Required task » Recast everything from the line containing "Where can the rough" down to the end of the entries as a Markdown table with the columns Row and Line, numbering each line and leaving out any blank lines.

Extracted data »
┌────────
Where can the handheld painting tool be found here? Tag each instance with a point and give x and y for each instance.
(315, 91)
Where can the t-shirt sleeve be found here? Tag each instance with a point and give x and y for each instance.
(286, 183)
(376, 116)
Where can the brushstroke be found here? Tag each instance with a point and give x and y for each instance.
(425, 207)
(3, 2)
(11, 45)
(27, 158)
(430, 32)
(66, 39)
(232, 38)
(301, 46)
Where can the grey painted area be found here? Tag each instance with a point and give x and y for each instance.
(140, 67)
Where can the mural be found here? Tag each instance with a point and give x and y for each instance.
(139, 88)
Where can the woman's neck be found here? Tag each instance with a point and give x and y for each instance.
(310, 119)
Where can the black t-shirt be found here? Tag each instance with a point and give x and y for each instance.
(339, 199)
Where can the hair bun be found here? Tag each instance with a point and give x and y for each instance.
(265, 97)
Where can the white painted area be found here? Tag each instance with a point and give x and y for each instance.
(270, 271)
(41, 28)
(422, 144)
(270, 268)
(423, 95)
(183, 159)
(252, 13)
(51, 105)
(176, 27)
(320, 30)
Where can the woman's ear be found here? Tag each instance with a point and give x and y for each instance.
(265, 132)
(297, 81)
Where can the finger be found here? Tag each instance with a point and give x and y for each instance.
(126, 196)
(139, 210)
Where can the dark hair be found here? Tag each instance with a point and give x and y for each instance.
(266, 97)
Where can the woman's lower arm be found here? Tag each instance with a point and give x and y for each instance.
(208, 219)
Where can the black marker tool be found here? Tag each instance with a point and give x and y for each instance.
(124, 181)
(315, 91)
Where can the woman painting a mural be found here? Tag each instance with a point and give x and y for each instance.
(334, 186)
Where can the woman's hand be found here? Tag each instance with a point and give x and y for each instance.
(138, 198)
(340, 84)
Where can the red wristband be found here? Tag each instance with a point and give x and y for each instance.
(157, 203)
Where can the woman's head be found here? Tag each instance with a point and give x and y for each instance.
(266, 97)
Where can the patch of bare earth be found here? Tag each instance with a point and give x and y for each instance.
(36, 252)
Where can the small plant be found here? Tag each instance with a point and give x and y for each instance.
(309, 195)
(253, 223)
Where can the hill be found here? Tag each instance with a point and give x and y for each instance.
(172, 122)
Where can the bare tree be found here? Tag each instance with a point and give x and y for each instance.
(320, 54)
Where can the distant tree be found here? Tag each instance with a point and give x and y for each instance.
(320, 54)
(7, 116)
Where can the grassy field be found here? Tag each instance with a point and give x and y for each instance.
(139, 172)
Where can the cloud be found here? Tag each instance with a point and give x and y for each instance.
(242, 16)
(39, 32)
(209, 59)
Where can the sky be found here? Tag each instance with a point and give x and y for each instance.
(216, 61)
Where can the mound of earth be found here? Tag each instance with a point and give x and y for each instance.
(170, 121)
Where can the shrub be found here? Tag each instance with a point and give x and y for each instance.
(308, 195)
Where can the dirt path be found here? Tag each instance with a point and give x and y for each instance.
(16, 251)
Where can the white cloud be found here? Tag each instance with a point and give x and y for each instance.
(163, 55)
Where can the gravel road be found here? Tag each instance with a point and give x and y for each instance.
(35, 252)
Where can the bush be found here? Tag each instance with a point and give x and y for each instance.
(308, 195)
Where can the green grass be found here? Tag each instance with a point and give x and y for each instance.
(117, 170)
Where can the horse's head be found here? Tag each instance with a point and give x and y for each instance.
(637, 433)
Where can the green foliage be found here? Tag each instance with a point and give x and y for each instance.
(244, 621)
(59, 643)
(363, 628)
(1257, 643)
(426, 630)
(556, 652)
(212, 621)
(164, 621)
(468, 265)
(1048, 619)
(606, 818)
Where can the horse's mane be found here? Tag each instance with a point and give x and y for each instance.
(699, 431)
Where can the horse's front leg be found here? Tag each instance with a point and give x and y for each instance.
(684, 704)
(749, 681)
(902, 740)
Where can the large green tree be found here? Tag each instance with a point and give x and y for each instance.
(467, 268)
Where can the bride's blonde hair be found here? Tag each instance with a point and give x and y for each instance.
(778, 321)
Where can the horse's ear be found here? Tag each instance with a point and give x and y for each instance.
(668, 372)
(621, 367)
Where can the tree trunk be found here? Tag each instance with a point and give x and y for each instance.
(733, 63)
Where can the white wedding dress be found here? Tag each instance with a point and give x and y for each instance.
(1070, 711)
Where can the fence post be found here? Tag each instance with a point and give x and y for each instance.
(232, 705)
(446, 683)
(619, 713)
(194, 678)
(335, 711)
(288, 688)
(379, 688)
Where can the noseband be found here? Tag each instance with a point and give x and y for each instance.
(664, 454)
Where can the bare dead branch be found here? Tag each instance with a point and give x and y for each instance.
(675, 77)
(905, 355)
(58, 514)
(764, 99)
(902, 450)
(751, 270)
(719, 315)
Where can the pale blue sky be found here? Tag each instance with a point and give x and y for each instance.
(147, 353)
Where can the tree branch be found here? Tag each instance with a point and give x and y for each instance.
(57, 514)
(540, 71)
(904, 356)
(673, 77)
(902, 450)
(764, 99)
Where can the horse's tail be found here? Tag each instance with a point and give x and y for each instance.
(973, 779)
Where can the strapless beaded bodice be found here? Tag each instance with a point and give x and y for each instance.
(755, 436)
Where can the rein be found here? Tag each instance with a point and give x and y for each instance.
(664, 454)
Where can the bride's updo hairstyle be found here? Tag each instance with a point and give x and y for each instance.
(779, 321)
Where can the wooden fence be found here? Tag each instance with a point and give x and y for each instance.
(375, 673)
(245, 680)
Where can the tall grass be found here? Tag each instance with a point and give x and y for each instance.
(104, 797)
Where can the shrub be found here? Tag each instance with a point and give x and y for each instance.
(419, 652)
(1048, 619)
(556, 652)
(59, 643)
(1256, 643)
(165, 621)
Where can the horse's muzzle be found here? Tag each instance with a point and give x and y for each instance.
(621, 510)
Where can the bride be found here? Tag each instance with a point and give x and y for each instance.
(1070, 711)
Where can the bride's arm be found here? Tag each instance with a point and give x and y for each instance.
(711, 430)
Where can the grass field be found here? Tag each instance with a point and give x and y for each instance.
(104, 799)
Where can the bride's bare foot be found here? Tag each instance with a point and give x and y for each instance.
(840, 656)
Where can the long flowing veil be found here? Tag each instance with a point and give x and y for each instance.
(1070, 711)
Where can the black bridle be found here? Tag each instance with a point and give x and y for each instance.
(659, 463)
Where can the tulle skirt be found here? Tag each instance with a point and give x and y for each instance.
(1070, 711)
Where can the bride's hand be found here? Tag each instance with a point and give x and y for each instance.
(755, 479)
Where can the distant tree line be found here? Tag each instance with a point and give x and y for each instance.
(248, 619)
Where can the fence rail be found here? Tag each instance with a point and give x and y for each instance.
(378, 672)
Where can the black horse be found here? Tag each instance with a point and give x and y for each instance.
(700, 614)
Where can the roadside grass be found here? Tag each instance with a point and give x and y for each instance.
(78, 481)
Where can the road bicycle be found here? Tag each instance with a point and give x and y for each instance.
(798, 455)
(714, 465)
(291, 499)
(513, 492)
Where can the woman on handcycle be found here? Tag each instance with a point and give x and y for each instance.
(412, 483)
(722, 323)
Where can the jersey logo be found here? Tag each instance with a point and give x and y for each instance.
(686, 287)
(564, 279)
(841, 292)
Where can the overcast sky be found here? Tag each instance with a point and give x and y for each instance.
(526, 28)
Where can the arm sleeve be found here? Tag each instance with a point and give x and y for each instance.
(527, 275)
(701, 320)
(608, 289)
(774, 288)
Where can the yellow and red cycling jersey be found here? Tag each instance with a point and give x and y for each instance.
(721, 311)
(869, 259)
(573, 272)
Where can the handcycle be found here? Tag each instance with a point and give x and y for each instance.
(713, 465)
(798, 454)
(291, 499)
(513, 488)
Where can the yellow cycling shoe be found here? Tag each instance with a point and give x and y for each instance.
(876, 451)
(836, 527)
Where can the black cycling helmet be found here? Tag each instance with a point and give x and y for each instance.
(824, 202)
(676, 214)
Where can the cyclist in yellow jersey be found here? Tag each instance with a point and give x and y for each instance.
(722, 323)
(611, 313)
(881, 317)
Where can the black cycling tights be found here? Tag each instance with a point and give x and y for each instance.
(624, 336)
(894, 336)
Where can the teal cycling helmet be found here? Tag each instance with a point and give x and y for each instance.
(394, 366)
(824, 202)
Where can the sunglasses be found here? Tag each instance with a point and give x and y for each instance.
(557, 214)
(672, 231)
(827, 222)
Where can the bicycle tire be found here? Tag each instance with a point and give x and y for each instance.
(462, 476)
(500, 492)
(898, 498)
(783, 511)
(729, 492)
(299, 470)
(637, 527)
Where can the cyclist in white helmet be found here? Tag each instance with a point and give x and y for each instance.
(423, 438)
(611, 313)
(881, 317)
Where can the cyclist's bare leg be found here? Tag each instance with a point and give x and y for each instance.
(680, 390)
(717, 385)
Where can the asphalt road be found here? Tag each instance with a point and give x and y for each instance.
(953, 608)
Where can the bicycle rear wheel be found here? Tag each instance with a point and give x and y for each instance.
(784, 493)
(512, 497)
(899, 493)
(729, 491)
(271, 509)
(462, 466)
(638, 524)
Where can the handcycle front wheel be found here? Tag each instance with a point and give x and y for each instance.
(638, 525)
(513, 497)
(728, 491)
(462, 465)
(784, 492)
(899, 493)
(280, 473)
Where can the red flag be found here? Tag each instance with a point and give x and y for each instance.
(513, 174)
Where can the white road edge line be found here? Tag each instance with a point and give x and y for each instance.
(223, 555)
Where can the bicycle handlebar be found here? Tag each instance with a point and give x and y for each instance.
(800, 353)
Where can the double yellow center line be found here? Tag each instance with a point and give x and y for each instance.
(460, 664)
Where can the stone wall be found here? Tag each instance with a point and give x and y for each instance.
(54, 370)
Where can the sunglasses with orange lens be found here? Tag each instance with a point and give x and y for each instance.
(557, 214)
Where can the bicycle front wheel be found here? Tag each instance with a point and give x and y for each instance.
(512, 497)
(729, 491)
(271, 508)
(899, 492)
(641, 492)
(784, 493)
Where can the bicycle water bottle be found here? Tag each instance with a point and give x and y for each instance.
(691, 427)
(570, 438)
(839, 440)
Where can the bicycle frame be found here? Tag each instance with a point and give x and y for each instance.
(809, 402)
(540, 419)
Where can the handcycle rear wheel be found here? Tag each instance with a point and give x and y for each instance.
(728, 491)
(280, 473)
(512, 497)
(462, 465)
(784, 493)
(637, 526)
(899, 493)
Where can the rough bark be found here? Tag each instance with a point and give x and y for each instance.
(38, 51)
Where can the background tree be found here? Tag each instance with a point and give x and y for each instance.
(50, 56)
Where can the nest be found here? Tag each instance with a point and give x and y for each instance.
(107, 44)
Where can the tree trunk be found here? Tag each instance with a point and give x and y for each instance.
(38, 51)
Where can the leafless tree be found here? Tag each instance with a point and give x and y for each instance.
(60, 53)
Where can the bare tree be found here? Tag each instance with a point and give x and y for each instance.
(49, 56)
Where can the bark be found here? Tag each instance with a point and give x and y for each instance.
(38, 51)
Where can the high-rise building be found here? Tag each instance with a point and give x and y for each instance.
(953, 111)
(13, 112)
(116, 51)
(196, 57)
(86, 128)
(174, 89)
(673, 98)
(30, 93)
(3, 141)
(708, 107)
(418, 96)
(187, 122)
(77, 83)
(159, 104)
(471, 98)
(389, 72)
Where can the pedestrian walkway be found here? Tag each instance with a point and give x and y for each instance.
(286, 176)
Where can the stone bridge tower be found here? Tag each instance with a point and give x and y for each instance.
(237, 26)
└────────
Correct answer »
| Row | Line |
|---|---|
| 1 | Where can the rough bark be found here? Tag each instance with a point and give x and y for each instance. |
| 2 | (38, 51) |
| 3 | Where can the background tree be found here? Tag each instance with a point and give x and y for each instance. |
| 4 | (50, 56) |
| 5 | Where can the nest be found here? Tag each instance with a point and give x and y for each instance. |
| 6 | (107, 44) |
| 7 | Where can the tree trunk be found here? Tag each instance with a point and give x and y for each instance. |
| 8 | (38, 51) |
| 9 | Where can the leafless tree be found here? Tag each instance with a point and give x and y for each instance. |
| 10 | (60, 53) |
| 11 | Where can the bare tree be found here? Tag each instance with a point and give x and y for each instance. |
| 12 | (49, 56) |
| 13 | Where can the bark be found here? Tag each instance with a point and give x and y for each instance. |
| 14 | (38, 51) |
| 15 | Where can the high-rise building be found here? Tag each instance with a point and give x and y for each instance. |
| 16 | (953, 111) |
| 17 | (13, 112) |
| 18 | (116, 51) |
| 19 | (196, 57) |
| 20 | (86, 128) |
| 21 | (174, 89) |
| 22 | (673, 98) |
| 23 | (30, 93) |
| 24 | (3, 141) |
| 25 | (708, 107) |
| 26 | (418, 96) |
| 27 | (187, 122) |
| 28 | (77, 83) |
| 29 | (159, 104) |
| 30 | (471, 98) |
| 31 | (389, 72) |
| 32 | Where can the pedestrian walkway be found here? Tag each instance with a point and give x and y for each instance. |
| 33 | (286, 176) |
| 34 | Where can the stone bridge tower be found here? Tag each instance with a point and give x and y for each instance. |
| 35 | (237, 26) |